## [WHAT IS BEING ASKED]
Range to reproduce from the entries below: the line with "Target: cardboard box", the line with "Annotate the cucumber", and every line in between. Give them exactly and give nothing else.

## [DATA RECORDS]
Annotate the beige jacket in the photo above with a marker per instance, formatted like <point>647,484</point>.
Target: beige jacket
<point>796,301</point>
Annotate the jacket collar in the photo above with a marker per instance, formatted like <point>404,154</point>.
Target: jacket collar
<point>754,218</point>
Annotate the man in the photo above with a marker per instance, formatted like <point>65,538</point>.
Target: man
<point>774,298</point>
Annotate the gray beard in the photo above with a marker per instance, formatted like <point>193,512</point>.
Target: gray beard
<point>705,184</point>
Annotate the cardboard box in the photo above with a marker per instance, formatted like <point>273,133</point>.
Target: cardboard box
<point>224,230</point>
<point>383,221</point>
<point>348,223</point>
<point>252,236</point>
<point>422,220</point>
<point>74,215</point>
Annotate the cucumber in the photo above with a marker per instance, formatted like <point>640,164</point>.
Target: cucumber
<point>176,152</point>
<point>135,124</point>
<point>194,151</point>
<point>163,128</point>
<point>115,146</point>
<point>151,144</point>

## [EXERCISE ANSWER]
Target: cardboard box
<point>224,230</point>
<point>383,221</point>
<point>348,223</point>
<point>252,236</point>
<point>422,220</point>
<point>74,215</point>
Annotate the cucumber in the photo above with a marker per instance, formatted like <point>640,164</point>.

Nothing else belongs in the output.